Begin

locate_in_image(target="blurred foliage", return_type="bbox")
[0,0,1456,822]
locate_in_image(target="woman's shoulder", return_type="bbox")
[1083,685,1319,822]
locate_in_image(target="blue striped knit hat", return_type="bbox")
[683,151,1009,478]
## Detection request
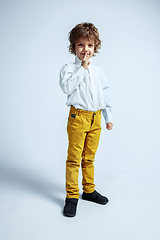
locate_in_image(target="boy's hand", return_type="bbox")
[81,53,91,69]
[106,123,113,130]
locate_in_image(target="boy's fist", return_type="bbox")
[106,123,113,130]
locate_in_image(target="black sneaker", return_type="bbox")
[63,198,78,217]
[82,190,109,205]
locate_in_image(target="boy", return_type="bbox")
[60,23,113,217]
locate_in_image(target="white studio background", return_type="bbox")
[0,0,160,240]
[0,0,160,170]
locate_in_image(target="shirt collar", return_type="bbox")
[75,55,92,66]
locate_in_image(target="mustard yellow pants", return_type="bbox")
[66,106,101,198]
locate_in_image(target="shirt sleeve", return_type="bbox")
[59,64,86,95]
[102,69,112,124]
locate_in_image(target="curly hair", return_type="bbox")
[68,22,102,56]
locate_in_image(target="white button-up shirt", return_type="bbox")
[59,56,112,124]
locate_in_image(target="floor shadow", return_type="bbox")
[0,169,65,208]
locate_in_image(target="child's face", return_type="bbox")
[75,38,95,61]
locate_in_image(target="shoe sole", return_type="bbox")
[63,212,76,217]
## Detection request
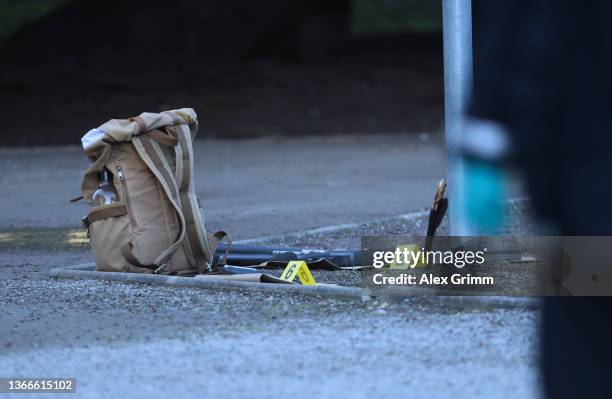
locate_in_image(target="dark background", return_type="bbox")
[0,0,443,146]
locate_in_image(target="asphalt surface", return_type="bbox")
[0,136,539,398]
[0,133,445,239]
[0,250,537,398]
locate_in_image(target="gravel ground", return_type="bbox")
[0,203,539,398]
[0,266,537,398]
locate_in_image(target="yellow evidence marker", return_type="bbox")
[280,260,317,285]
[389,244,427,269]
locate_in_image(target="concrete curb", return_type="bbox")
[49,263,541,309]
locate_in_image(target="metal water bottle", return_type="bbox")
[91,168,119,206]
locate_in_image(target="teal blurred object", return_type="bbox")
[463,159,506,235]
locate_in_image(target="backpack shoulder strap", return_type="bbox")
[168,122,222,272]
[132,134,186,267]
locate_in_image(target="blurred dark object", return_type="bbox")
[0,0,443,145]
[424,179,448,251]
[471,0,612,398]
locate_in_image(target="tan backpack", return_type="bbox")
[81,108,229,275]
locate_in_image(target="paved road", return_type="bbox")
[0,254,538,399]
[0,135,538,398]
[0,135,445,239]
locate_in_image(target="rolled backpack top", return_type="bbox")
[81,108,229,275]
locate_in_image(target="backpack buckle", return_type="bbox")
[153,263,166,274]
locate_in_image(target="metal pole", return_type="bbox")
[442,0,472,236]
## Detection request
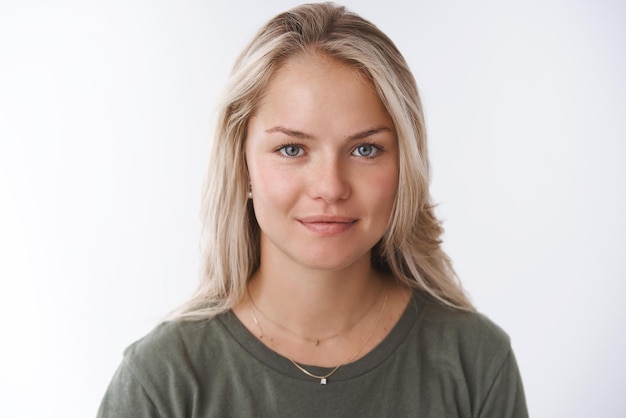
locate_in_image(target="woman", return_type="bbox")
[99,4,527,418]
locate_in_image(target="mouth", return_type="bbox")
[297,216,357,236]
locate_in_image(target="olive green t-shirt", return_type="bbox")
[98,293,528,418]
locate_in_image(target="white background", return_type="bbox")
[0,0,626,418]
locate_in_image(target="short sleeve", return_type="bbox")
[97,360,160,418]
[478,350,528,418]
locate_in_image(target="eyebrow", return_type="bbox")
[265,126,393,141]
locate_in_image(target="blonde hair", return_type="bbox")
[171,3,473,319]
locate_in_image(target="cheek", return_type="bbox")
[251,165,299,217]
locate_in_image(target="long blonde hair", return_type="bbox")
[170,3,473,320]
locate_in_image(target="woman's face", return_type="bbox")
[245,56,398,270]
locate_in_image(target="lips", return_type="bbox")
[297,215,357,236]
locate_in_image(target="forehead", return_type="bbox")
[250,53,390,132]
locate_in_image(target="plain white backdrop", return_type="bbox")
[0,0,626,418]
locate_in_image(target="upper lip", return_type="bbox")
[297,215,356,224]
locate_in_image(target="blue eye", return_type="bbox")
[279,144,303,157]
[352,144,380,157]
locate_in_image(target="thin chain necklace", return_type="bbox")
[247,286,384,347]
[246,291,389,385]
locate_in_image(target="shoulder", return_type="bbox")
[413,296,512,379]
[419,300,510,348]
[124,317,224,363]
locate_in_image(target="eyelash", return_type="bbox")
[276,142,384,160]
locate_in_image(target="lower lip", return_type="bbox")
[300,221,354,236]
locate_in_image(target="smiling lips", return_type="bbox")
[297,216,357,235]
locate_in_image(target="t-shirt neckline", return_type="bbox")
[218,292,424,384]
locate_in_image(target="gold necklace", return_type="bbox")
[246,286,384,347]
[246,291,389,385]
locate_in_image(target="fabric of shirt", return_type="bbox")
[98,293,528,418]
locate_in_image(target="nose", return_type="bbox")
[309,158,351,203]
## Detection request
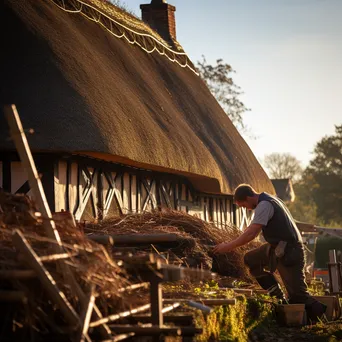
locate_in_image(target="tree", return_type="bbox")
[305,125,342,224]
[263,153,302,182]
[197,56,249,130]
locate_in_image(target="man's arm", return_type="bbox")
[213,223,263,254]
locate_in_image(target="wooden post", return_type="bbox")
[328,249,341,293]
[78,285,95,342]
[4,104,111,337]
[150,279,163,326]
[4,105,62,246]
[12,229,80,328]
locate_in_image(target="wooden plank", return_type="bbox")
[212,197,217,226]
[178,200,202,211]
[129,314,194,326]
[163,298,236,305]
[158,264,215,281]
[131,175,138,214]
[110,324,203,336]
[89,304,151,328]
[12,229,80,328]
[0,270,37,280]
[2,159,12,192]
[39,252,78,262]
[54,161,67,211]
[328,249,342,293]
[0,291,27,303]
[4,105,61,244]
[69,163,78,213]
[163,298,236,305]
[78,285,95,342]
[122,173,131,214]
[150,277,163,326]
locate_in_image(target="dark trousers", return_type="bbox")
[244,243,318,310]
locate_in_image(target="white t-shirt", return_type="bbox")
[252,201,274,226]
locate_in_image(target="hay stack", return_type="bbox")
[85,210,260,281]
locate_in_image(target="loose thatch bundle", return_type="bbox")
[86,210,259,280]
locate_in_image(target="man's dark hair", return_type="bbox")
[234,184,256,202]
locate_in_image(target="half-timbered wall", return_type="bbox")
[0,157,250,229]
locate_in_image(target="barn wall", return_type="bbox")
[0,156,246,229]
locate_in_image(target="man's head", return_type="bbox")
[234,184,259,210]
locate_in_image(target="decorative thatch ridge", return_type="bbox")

End

▶ **Description of the task**
Please gather every line of the material above that holds the word "hair", and note that case counts.

▶ **Written solution**
locate_in_image(target="curly hair", return_type="bbox")
locate_in_image(target="blonde hair", return_type="bbox")
locate_in_image(target="long blonde hair", return_type="bbox")
locate_in_image(target="man's dark hair", return_type="bbox")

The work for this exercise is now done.